**COMPITI:**
[A] Rispondi alle domande sul brano dedicato alla Ever Given, una risposta per riga, con la stessa numerazione.
(i) In quale punto, oltre al fondo sabbioso, si è incagliata la Ever Given?
(ii) Chi viene indicato come il teorico che definisce "stanziale" l'intelligenza novecentesca?
(iii) Quale percentuale del totale delle merci mondiali si fa passare attraverso il Canale di Suez?
[B] Ricopia senza modifiche il brano dedicato alla Ever Given da "Torniamo alla Ever" a "casi come questo.".

**BRANO SCELTO:**
━━━━━━━━━━━━━━━━━━━━━━━━━━━━━━

Nel Canale di Suez, senza che le redazioni di tutto il mondo ne parlino, gli incidenti capitano spesso. Vengono risolti in poche ore, solitamente, tranne che in questo caso.
Quel che ha reso critica la situazione della Ever Given è la modalità con cui si è incagliata: non solo nel fondo sabbioso, com’è consueto, ma anche, con il bulbo di prua, nella sabbia lungo l’argine. Per questo abbiamo visto la foto dell’escavatore che cercava di liberarla: si è infilata nella sabbia. Questa volta è andata peggio del solito.
Il Novecento, dicevamo. Da un lato è stato il Secolo Breve, reso tale dalle guerre mondiali e dalla caparbietà umana, dall’altro è anche il secolo che più degli altri si protrae nel successivo, il 21°.
Il làscito è la propria forma mentis, ormai inadatta per leggere la realtà, che dovrà essere soppiantata dalla successiva, immune ai limiti della novecentesca e più snella nell’adattamento al mondo che cambia sempre più rapidamente.
Un’intelligenza che costringe i popoli a sofferenze collettive immeritate e risparmiabili. Un’intelligenza che si basa su concetti imprescindibili e indiscutibili, poco pragmatica, che parte dai principi per trovare le soluzioni logiche, che per forza risultano impregnate dell’ideologia di partenza, e che lo vogliono subdolamente conservare e tramandare. Un’intelligenza che narra di sé di essere razionale, ma che in realtà ha letto troppo Cartesio. Cogito ergo sum, scriveva: la convinzione della superiorità della mente razionale sull’irrazionalità, sull’imprevisto, sul non prevedibile.
Ne risulta un sistema legnoso, duro, fibroso. Un’intelligenza per niente flessibile, che non si adatta alla forma del contenitore che di volta in volta si trova a riempire, ma che spinge per farci stare sé stessa, col rischio di romperlo. Ormai inadatta a gestire la realtà verso la quale abbiamo corso e nella quale siamo. L’intelligenza di chi, nella caverna di Platone, ha deciso di rimanerci, perché è sempre stato fatto così. Stanziale, la definisce il suo teorico, Alessandro Baricco.
Torniamo alla Ever Given, incagliata nel Canale di Suez. Per metà in acqua, e per metà fuori: come l’intelligenza globale in questo momento. Per metà legata alla novecentesca, e per metà proiettata verso il futuro. Sempre più consapevole dei propri limiti. Anche grazie a casi come questo.
Circumnavigare l’Africa è una alternativa, certo, ma non molto valida. In 150 anni non è mai successo che una nave si fosse bloccata così bene e così a lungo nel canale. E ora che è accaduto, l’unica soluzione per risolvere la crisi è stata insistere nelle operazioni: applicare ancora una volta l’intelligenza novecentesca al problema. Benvenga, come dicevo, questo modus operandi, al fine di tornare alla normalità. Ma siamo certi che vogliamo tornarci a quella normalità? L’intelligenza novecentesca ha permesso che facessimo passare il 10% del totale delle merci mondiali attraverso il Canale di Suez. Considerata l’instabilità del Medio Oriente e la probabile insorgenza di nuove primavere, in futuro, se dovesse esserci un conflitto che rendesse inutilizzabile il Canale, cadremmo nuovamente dalle nuvole?

━━━━━━━━━━━━━━━━━━━━━━━━━━━━━━

**RIGHE FORNITE:**
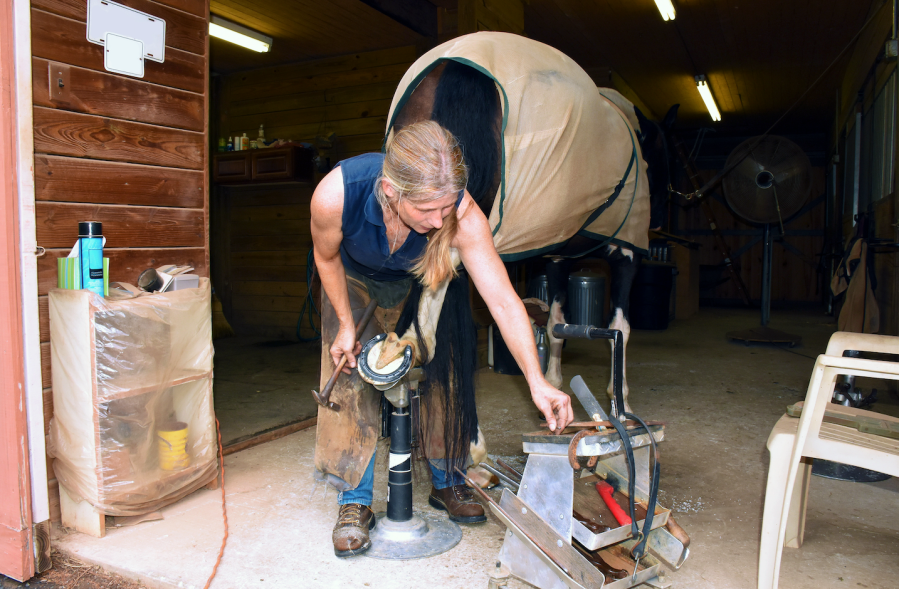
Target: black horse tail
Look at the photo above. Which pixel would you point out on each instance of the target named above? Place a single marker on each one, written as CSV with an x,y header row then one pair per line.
x,y
448,392
466,104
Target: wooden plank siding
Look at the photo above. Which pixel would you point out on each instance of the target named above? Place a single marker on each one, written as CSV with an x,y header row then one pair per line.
x,y
347,95
792,278
130,153
263,286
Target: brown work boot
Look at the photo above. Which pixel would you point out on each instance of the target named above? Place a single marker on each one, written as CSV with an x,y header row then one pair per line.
x,y
350,534
459,502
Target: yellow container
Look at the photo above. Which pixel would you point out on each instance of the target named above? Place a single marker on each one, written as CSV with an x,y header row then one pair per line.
x,y
173,446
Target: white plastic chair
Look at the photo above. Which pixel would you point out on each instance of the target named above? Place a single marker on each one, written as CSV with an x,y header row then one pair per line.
x,y
793,444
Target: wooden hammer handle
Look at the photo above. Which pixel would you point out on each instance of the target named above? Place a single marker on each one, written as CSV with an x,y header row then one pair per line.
x,y
360,327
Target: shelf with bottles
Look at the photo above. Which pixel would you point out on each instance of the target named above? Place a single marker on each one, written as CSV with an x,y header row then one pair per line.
x,y
123,371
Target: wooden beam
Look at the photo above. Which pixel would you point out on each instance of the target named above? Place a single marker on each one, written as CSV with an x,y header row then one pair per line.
x,y
16,551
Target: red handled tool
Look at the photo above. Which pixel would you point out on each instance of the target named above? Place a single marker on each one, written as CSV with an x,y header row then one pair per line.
x,y
606,491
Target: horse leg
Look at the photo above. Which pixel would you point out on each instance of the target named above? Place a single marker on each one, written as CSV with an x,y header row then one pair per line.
x,y
623,263
557,270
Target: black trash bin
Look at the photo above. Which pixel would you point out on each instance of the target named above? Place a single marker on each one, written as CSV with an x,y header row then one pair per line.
x,y
651,295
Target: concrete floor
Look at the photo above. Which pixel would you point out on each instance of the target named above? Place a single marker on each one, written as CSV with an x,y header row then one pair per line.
x,y
719,399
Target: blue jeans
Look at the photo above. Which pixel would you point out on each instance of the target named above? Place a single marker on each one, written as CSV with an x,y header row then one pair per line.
x,y
363,493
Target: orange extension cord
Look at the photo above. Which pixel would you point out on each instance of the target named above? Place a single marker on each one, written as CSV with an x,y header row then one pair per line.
x,y
224,512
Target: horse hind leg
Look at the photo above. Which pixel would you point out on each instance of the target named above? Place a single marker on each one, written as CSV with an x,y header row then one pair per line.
x,y
557,294
623,263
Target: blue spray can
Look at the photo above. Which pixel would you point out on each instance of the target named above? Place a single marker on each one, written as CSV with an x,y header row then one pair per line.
x,y
90,252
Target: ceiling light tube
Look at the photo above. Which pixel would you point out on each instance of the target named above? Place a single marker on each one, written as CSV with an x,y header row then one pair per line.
x,y
666,8
234,33
704,91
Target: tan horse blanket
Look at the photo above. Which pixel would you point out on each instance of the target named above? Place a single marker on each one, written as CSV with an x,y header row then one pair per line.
x,y
571,164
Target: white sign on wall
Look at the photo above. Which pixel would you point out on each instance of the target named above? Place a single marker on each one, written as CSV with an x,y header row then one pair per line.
x,y
127,28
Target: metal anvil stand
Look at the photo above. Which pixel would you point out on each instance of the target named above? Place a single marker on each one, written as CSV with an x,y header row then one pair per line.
x,y
401,534
540,517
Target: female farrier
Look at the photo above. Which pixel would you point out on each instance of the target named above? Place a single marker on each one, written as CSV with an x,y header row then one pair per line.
x,y
378,222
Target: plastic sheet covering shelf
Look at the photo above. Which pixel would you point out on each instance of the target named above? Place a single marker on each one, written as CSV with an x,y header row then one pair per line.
x,y
124,371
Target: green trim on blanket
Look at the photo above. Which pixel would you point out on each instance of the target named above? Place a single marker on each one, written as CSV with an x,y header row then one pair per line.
x,y
551,248
414,84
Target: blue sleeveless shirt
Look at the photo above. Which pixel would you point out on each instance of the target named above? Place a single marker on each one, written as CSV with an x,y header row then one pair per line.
x,y
364,248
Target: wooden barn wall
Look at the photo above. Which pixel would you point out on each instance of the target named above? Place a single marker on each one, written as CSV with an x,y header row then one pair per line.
x,y
794,276
262,232
865,68
128,152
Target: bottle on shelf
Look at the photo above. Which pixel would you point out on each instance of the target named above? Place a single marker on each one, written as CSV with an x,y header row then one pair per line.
x,y
542,350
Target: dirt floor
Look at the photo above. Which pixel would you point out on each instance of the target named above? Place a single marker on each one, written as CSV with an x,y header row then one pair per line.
x,y
719,399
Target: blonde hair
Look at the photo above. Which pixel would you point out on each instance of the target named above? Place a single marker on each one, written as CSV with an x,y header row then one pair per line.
x,y
423,162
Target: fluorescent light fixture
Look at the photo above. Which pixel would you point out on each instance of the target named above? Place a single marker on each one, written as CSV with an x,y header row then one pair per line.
x,y
234,33
666,8
704,91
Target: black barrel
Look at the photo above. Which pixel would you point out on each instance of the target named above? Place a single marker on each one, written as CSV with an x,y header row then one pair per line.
x,y
651,296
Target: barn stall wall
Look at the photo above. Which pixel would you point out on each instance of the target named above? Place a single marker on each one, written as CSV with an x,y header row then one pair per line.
x,y
866,77
261,237
130,153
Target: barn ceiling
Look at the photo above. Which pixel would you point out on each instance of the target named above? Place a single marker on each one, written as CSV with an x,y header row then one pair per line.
x,y
759,55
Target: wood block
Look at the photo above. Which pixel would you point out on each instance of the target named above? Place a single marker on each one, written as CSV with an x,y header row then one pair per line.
x,y
43,305
55,509
61,39
66,133
46,381
80,515
182,31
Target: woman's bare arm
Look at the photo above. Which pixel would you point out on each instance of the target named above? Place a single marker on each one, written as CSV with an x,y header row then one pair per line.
x,y
327,233
475,244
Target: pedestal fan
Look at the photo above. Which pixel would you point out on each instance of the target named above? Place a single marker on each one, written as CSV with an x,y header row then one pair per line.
x,y
770,182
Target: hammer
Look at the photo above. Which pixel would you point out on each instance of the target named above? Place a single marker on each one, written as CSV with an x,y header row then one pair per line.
x,y
322,398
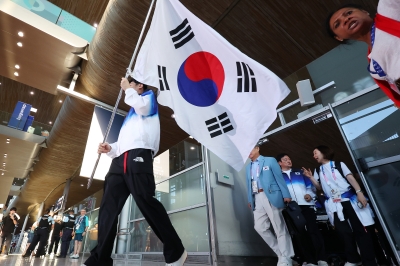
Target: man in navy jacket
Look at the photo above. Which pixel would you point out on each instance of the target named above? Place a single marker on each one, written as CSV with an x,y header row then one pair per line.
x,y
267,193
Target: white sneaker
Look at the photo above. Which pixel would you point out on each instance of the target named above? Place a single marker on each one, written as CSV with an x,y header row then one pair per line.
x,y
181,260
322,263
352,264
285,261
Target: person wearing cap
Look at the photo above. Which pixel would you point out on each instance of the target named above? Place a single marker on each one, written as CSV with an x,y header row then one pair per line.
x,y
66,232
131,172
267,194
9,223
310,242
41,235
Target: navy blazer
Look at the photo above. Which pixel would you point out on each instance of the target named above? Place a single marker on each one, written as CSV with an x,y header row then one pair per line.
x,y
271,180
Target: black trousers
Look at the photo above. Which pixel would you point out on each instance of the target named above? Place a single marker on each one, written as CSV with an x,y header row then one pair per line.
x,y
6,238
41,237
309,244
65,241
137,180
357,233
55,240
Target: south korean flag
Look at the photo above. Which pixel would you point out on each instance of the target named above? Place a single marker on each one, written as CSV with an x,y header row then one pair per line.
x,y
220,96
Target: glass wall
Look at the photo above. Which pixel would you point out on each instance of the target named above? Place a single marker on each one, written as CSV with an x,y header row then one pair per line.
x,y
371,127
180,187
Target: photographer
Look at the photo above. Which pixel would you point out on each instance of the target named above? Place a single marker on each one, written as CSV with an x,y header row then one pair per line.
x,y
9,224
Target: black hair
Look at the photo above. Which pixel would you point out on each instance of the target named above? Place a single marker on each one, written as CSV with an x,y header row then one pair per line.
x,y
328,19
327,152
280,156
130,79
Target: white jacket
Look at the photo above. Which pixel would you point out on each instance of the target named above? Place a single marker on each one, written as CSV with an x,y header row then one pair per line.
x,y
141,127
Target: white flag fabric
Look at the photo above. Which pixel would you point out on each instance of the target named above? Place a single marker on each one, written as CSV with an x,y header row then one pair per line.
x,y
220,96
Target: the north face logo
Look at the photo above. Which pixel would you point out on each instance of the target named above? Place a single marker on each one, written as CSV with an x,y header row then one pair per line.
x,y
138,159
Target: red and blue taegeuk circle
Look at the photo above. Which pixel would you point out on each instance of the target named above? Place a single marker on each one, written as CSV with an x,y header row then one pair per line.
x,y
201,79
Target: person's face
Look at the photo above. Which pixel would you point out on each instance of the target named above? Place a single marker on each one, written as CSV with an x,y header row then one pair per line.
x,y
255,152
318,156
285,162
137,87
350,23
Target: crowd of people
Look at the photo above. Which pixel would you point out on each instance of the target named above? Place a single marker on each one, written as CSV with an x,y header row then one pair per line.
x,y
272,183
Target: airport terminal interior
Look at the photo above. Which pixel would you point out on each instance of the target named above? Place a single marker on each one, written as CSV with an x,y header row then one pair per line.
x,y
61,63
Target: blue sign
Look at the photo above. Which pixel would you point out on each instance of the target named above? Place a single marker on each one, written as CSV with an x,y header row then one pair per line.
x,y
20,115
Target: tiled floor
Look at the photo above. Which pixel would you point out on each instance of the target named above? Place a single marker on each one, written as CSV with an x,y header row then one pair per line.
x,y
17,260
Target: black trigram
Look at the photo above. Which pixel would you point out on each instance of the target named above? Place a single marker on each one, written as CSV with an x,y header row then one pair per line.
x,y
182,34
162,77
246,78
218,125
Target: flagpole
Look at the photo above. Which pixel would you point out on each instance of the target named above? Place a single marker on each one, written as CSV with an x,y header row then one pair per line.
x,y
129,70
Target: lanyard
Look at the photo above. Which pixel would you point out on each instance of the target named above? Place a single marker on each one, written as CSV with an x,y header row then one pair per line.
x,y
257,170
333,173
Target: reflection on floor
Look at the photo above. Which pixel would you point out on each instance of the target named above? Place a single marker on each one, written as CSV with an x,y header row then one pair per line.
x,y
17,260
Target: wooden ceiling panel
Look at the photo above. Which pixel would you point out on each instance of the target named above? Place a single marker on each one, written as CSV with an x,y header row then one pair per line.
x,y
48,105
89,11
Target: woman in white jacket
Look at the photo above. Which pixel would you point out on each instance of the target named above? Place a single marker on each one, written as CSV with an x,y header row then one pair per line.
x,y
345,203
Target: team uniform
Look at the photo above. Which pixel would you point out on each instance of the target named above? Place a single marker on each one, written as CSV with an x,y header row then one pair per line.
x,y
385,53
131,172
342,208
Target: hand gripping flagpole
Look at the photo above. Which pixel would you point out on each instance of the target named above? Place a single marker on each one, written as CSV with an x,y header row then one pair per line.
x,y
128,72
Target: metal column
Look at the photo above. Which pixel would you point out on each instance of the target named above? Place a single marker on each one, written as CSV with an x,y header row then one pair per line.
x,y
65,195
371,197
210,209
21,236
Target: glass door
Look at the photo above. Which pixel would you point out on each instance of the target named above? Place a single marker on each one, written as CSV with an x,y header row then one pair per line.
x,y
371,126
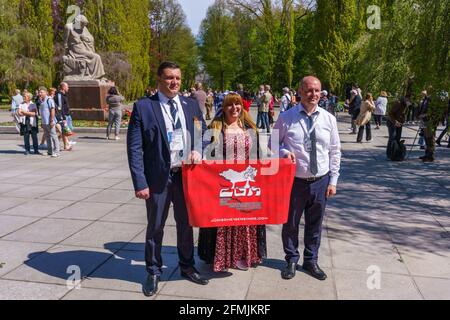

━━━━━━━━━━━━━━━━━━━━━━━━━━━━━━

**RISPOSTE AI COMPITI:**
[A]
(i) Con il bulbo di prua, nella sabbia lungo l'argine.
(ii) Alessandro Baricco.
(iii) Il 10%.

[B]
Torniamo alla Ever Given, incagliata nel Canale di Suez. Per metà in acqua, e per metà fuori: come l’intelligenza globale in questo momento. Per metà legata alla novecentesca, e per metà proiettata verso il futuro. Sempre più consapevole dei propri limiti. Anche grazie a casi come questo.